■ **DATA SUPPLIED**:
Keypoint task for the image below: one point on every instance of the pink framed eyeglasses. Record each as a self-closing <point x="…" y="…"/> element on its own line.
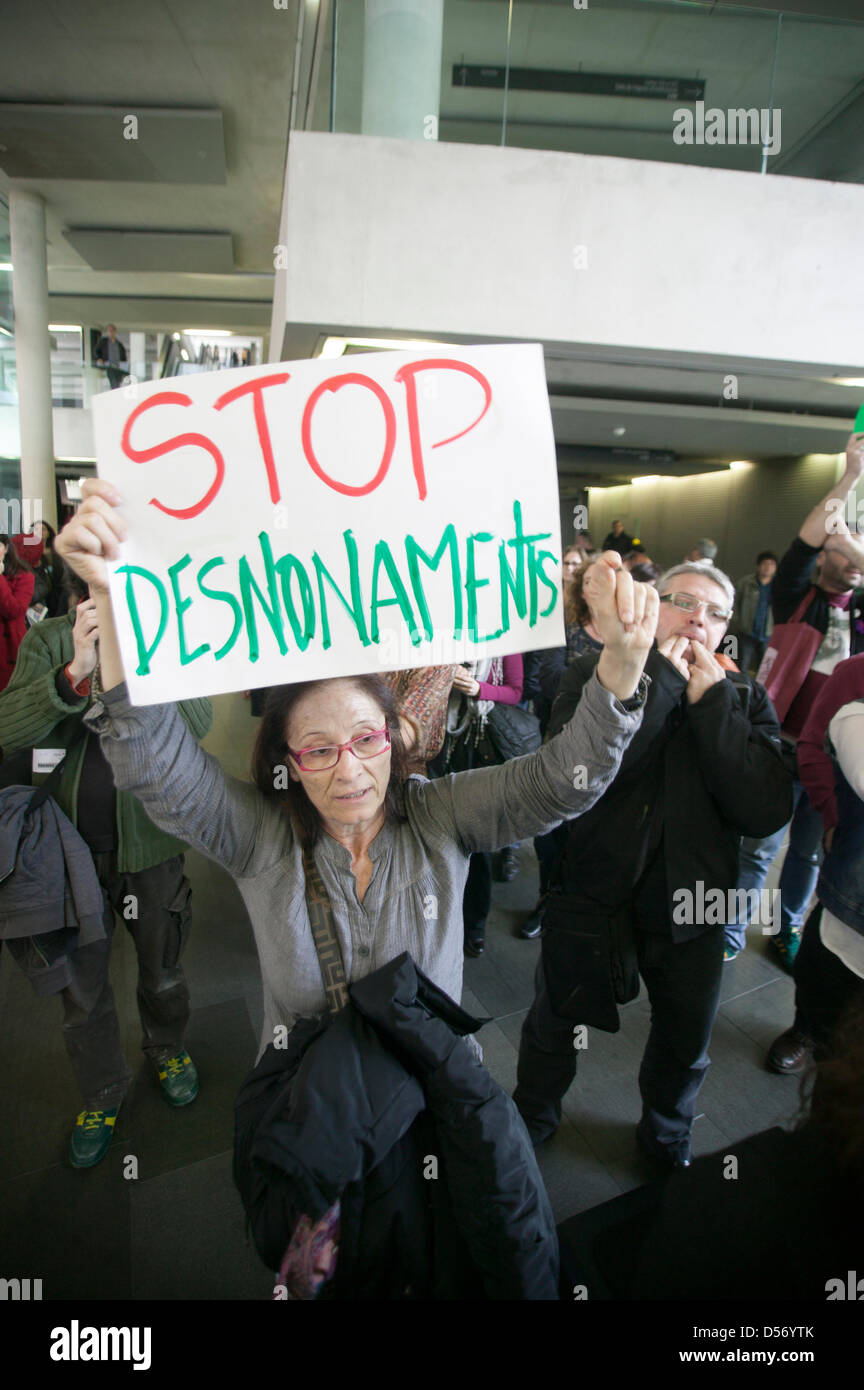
<point x="364" y="747"/>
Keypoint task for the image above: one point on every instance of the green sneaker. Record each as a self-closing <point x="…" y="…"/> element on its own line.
<point x="785" y="947"/>
<point x="92" y="1137"/>
<point x="178" y="1079"/>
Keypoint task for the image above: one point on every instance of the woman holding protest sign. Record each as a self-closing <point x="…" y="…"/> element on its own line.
<point x="334" y="843"/>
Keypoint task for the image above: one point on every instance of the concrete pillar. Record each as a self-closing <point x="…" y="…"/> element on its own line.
<point x="138" y="353"/>
<point x="32" y="352"/>
<point x="402" y="68"/>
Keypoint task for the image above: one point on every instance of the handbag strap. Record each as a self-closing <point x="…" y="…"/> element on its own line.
<point x="324" y="936"/>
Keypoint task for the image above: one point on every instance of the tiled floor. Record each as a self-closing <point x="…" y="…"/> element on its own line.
<point x="171" y="1225"/>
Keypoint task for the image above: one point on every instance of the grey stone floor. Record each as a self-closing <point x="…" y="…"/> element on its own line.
<point x="175" y="1230"/>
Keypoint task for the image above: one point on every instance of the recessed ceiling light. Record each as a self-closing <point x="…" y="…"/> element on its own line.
<point x="338" y="346"/>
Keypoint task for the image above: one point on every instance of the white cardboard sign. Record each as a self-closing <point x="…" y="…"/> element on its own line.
<point x="317" y="519"/>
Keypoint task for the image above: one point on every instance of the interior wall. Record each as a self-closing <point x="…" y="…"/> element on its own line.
<point x="745" y="510"/>
<point x="432" y="238"/>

■ **REQUIREMENTS**: Write out all of the data above again with "instance" swapped for "occurrence" everywhere it appears and every other line unchanged. Leave out the pictures.

■ **FULL RESPONSE**:
Keypoint task for the image below: one point on every occurrence of the pink framed eyeglasses. Record each as a self-closing <point x="…" y="…"/> element on its own line.
<point x="364" y="747"/>
Keypoint task for the image above: one point on every occurrence of the green sneaker. Record each as a self-closing <point x="…" y="…"/> element on its own line.
<point x="785" y="947"/>
<point x="92" y="1137"/>
<point x="178" y="1079"/>
Keypoint task for the image above: one point on every occurrence of the woman holding protest sign. Record each as a self-closing <point x="…" y="…"/> element on its own line.
<point x="334" y="843"/>
Keypoint task for the image above: one point on every occurrence of the concrete pillar. Record each as a self-closing <point x="…" y="…"/> element on its own line.
<point x="138" y="353"/>
<point x="32" y="352"/>
<point x="402" y="68"/>
Keypoint task for the image above: one point on every occurrence of the handbag strap. Record each as a self-closing <point x="…" y="…"/> element on its own line.
<point x="324" y="936"/>
Keypoint task for the image above: one point on every occurrence of the tiled floor. Record each as a self-closing <point x="…" y="…"/> element on its own line.
<point x="171" y="1225"/>
Keypoint task for the image above: one point on every occurrence of the grey stone floor. Record each as a self-closing <point x="…" y="…"/> element on its own line.
<point x="175" y="1230"/>
Keypoint task for the image above: one point on every occurrence of the recessed ceiling light. Record each as a self-closing <point x="…" y="…"/> element on its own line.
<point x="338" y="346"/>
Keypoint task for the image above: one point on every occurrence of the white cardboard sign. Record each as a self-closing <point x="…" y="…"/> element on its own line.
<point x="317" y="519"/>
Keypoint task for the image above: one point on every occurrence of the interior wall. Record each as a self-closing <point x="…" y="…"/> element on its own line.
<point x="745" y="510"/>
<point x="432" y="238"/>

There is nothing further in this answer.